⟨

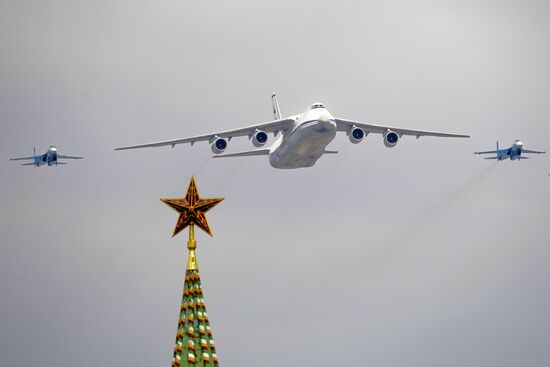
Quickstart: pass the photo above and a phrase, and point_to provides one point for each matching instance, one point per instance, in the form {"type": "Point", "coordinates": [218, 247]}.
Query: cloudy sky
{"type": "Point", "coordinates": [420, 255]}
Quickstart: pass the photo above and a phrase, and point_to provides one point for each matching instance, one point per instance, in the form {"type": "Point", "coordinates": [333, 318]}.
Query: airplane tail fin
{"type": "Point", "coordinates": [276, 109]}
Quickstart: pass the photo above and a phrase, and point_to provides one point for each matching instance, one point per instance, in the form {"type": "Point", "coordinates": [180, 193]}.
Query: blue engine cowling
{"type": "Point", "coordinates": [259, 138]}
{"type": "Point", "coordinates": [391, 138]}
{"type": "Point", "coordinates": [219, 145]}
{"type": "Point", "coordinates": [356, 134]}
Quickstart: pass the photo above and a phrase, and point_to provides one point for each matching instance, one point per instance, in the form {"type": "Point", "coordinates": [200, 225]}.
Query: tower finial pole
{"type": "Point", "coordinates": [192, 245]}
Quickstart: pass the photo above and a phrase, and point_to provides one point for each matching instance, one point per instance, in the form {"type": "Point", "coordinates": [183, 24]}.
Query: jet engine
{"type": "Point", "coordinates": [219, 145]}
{"type": "Point", "coordinates": [391, 138]}
{"type": "Point", "coordinates": [259, 138]}
{"type": "Point", "coordinates": [356, 134]}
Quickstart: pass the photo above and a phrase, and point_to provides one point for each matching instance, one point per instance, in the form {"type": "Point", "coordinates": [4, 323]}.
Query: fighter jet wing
{"type": "Point", "coordinates": [531, 151]}
{"type": "Point", "coordinates": [487, 152]}
{"type": "Point", "coordinates": [345, 125]}
{"type": "Point", "coordinates": [68, 157]}
{"type": "Point", "coordinates": [269, 127]}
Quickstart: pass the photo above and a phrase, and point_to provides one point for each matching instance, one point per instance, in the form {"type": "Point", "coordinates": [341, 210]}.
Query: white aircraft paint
{"type": "Point", "coordinates": [304, 137]}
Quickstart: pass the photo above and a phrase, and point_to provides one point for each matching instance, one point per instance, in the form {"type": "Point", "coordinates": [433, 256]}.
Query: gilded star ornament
{"type": "Point", "coordinates": [192, 209]}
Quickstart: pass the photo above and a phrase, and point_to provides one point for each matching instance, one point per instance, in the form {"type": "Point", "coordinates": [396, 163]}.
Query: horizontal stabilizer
{"type": "Point", "coordinates": [244, 154]}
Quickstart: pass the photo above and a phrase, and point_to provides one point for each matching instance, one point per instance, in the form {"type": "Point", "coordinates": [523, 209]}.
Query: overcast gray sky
{"type": "Point", "coordinates": [421, 255]}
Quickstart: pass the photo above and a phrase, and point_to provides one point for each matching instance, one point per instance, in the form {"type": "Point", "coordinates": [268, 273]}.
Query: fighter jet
{"type": "Point", "coordinates": [303, 138]}
{"type": "Point", "coordinates": [513, 152]}
{"type": "Point", "coordinates": [51, 158]}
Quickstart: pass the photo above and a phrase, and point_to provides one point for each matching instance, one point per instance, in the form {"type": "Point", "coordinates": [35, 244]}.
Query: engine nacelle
{"type": "Point", "coordinates": [259, 138]}
{"type": "Point", "coordinates": [219, 145]}
{"type": "Point", "coordinates": [391, 138]}
{"type": "Point", "coordinates": [356, 134]}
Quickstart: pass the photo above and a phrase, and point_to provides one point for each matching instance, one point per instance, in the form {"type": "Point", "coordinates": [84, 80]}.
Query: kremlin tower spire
{"type": "Point", "coordinates": [194, 342]}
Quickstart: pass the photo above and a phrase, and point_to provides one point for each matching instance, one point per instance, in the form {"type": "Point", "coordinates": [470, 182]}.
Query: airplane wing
{"type": "Point", "coordinates": [345, 125]}
{"type": "Point", "coordinates": [269, 127]}
{"type": "Point", "coordinates": [487, 152]}
{"type": "Point", "coordinates": [21, 158]}
{"type": "Point", "coordinates": [61, 156]}
{"type": "Point", "coordinates": [531, 151]}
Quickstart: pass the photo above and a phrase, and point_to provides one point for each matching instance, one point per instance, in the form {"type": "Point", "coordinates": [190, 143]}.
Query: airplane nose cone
{"type": "Point", "coordinates": [323, 119]}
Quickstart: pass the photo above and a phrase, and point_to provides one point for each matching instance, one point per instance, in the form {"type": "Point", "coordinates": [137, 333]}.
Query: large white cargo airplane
{"type": "Point", "coordinates": [303, 139]}
{"type": "Point", "coordinates": [514, 152]}
{"type": "Point", "coordinates": [51, 158]}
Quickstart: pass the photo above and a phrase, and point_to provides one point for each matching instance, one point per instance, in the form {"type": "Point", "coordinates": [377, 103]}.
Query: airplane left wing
{"type": "Point", "coordinates": [346, 125]}
{"type": "Point", "coordinates": [269, 127]}
{"type": "Point", "coordinates": [531, 151]}
{"type": "Point", "coordinates": [68, 157]}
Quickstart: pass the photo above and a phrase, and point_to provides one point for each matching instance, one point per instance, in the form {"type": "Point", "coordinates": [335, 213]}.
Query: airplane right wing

⟩

Try it:
All entries above should be printed exactly, though without their pictures.

Answer to the problem:
Quickstart: pass the photo above and a phrase, and point_to provides one point for each matching instance, one point per instance, in the form {"type": "Point", "coordinates": [218, 247]}.
Query: cloudy sky
{"type": "Point", "coordinates": [420, 255]}
Quickstart: pass the photo above and a phrase, and point_to provides one point for each matching instance, one point per instance, in the form {"type": "Point", "coordinates": [333, 318]}.
Query: airplane tail fin
{"type": "Point", "coordinates": [276, 109]}
Quickstart: pass the photo above and a phrase, and point_to provides one point for each matching instance, one point per instance, in the form {"type": "Point", "coordinates": [180, 193]}.
Query: blue engine cowling
{"type": "Point", "coordinates": [259, 138]}
{"type": "Point", "coordinates": [391, 138]}
{"type": "Point", "coordinates": [219, 145]}
{"type": "Point", "coordinates": [356, 134]}
Quickstart: pass the photo above and a phrase, and point_to provides one point for each matching instance, one point per instance, in the form {"type": "Point", "coordinates": [200, 225]}.
Query: tower finial pole
{"type": "Point", "coordinates": [192, 245]}
Quickstart: pass the photo above and a phrase, and point_to provides one point for each matching instance, one point per instance, in the form {"type": "Point", "coordinates": [183, 24]}.
Query: jet engine
{"type": "Point", "coordinates": [219, 145]}
{"type": "Point", "coordinates": [391, 138]}
{"type": "Point", "coordinates": [259, 138]}
{"type": "Point", "coordinates": [356, 134]}
Quickstart: pass the photo above and a phrase, and point_to provides one point for each matching instance, one point per instance, in the form {"type": "Point", "coordinates": [4, 323]}.
Query: fighter jet wing
{"type": "Point", "coordinates": [531, 151]}
{"type": "Point", "coordinates": [487, 152]}
{"type": "Point", "coordinates": [345, 125]}
{"type": "Point", "coordinates": [68, 157]}
{"type": "Point", "coordinates": [269, 127]}
Quickstart: pass the photo above and a phrase, and point_to provides one point for each matching instance, one point per instance, in the form {"type": "Point", "coordinates": [341, 210]}.
Query: white aircraft paint
{"type": "Point", "coordinates": [304, 137]}
Quickstart: pass the photo above and a phrase, and point_to provides one point for each matching instance, one point per instance, in the form {"type": "Point", "coordinates": [433, 256]}.
Query: gilded star ornament
{"type": "Point", "coordinates": [192, 209]}
Quickstart: pass the photo above and a phrase, and point_to provides one point for each matching instance, one point per instance, in the form {"type": "Point", "coordinates": [396, 163]}.
Query: horizontal stabilizer
{"type": "Point", "coordinates": [244, 154]}
Quickstart: pass the photo above and a phrase, and point_to provides one point for each matching instance, one point per instance, in the form {"type": "Point", "coordinates": [523, 209]}.
Query: overcast gray sky
{"type": "Point", "coordinates": [421, 255]}
Quickstart: pass the photo above and a phrase, and point_to provides one point for each matching instance, one point per instance, in the form {"type": "Point", "coordinates": [268, 273]}.
Query: fighter jet
{"type": "Point", "coordinates": [303, 138]}
{"type": "Point", "coordinates": [513, 152]}
{"type": "Point", "coordinates": [51, 158]}
Quickstart: pass the photo above and a phrase, and point_to provides one point for each matching instance, one point per instance, in the form {"type": "Point", "coordinates": [35, 244]}.
Query: engine nacelle
{"type": "Point", "coordinates": [259, 138]}
{"type": "Point", "coordinates": [219, 145]}
{"type": "Point", "coordinates": [391, 138]}
{"type": "Point", "coordinates": [356, 134]}
Quickstart: pass the photo above and a phrase, and point_to provides one point for each matching instance, one point per instance, in the form {"type": "Point", "coordinates": [84, 80]}.
Query: kremlin tower spire
{"type": "Point", "coordinates": [194, 342]}
Quickstart: pass the photo above and a phrase, and point_to provides one point for each matching instance, one point per instance, in the form {"type": "Point", "coordinates": [470, 182]}.
Query: airplane wing
{"type": "Point", "coordinates": [345, 125]}
{"type": "Point", "coordinates": [269, 127]}
{"type": "Point", "coordinates": [487, 152]}
{"type": "Point", "coordinates": [21, 158]}
{"type": "Point", "coordinates": [61, 156]}
{"type": "Point", "coordinates": [531, 151]}
Quickstart: pass the photo above and a phrase, and point_to provides one point for each matching instance, one point per instance, in the form {"type": "Point", "coordinates": [190, 143]}.
Query: airplane nose cone
{"type": "Point", "coordinates": [323, 119]}
Quickstart: pass the photo above and a phrase, and point_to provides one point for each matching instance, one point per instance, in the form {"type": "Point", "coordinates": [137, 333]}.
Query: large white cargo airplane
{"type": "Point", "coordinates": [303, 139]}
{"type": "Point", "coordinates": [514, 152]}
{"type": "Point", "coordinates": [51, 158]}
Quickstart: pass the photo above and a phrase, and point_to provides one point for each matching instance, one point per instance, in the form {"type": "Point", "coordinates": [377, 103]}.
Query: airplane left wing
{"type": "Point", "coordinates": [346, 125]}
{"type": "Point", "coordinates": [269, 127]}
{"type": "Point", "coordinates": [531, 151]}
{"type": "Point", "coordinates": [68, 157]}
Quickstart: pass the photo above and a phrase, and point_to provides one point for each matching instance, one point per instance, in the form {"type": "Point", "coordinates": [335, 213]}.
Query: airplane right wing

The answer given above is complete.